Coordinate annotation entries
▶

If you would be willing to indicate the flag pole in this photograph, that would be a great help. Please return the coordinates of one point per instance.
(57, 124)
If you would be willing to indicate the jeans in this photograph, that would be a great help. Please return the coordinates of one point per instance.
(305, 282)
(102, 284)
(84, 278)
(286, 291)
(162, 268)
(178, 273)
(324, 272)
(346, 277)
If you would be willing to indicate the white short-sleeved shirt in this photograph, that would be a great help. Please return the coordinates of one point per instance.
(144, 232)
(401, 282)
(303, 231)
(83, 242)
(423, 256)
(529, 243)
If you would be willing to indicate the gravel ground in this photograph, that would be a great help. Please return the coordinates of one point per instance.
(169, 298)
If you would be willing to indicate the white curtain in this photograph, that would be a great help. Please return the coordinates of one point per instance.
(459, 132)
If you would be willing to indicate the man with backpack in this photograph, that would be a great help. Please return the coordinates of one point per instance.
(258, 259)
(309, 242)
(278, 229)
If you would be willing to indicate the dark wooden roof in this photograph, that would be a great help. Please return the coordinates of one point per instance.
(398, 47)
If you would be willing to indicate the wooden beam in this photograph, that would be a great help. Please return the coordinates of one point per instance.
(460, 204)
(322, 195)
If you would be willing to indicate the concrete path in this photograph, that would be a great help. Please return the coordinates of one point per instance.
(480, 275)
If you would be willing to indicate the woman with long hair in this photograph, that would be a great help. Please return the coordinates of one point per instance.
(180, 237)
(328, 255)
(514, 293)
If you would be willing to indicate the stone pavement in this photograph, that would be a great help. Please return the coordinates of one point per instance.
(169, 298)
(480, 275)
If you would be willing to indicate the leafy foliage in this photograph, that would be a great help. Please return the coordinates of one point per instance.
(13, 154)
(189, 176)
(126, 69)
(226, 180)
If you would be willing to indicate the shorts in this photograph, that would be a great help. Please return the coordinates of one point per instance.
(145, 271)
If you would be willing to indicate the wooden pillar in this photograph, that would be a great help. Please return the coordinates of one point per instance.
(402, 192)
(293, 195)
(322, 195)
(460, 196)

◀

- INSTRUCTIONS FOR THE TASK:
Write out all of the lines above, reproducing each one exactly.

- SOLUTION FOR THIS EXERCISE:
If you would be willing to indicate the flag pole in this photograph, that would be a great help. Please return the coordinates of one point per instance.
(57, 124)
If you would be willing to indicate the jeans in this photograph, that would be a great help. Please return the coordinates of one point per instance.
(305, 282)
(102, 284)
(84, 278)
(286, 291)
(162, 268)
(178, 273)
(324, 272)
(346, 277)
If you would be willing to indicate the white short-sleeved shirt in this photograph, that would be a great help. Please return the coordinates of one point per instance.
(144, 232)
(401, 282)
(303, 231)
(83, 242)
(423, 256)
(529, 243)
If you would be willing to indicate the gravel ground in this photograph, that would be a great help. Please return the coordinates of one point per instance.
(169, 298)
If you would be willing to indicate the white curtain in this photograph, that would be a great help. Please return the coordinates of one point per instance.
(459, 132)
If you would be willing to indicate the man with backpack in this photograph, that would be a great help. Please return the coordinates of one point per instance.
(258, 259)
(309, 242)
(278, 229)
If you would be willing to indicate the dark wooden roof in this photograph, that would be a great help. Please return the coordinates of one point per instance.
(398, 47)
If you would be willing to indicate the wooden beam in this photograph, that would be a great help. Please return the coordinates of one point per instance.
(460, 204)
(322, 195)
If you would be willing to indicate the concrete path in this photograph, that would be a great help. Please return the coordinates of one point per instance.
(480, 275)
If you would be willing to indicate the woman with long hair in this photograph, that would be a great help. Please return the coordinates of one point per instance.
(180, 237)
(328, 255)
(514, 293)
If you would be willing to indicate the stone pavement in this photograph, that would be a great help. Please return the coordinates of one point per instance.
(169, 298)
(480, 275)
If you would be willing to indicate the leafy foliage in this photograph, that would be a great help. Please return the coordinates of one point per instance.
(13, 154)
(189, 176)
(126, 69)
(226, 180)
If you would be willing to indicate the shorts in this photograph, that would be a great help. Please return the coordinates of one point per instance.
(145, 271)
If you would be willing to indicate the wooden pillar in this photograph, that would be a great help. Please return the coordinates of one point per instance.
(402, 192)
(293, 195)
(322, 195)
(460, 196)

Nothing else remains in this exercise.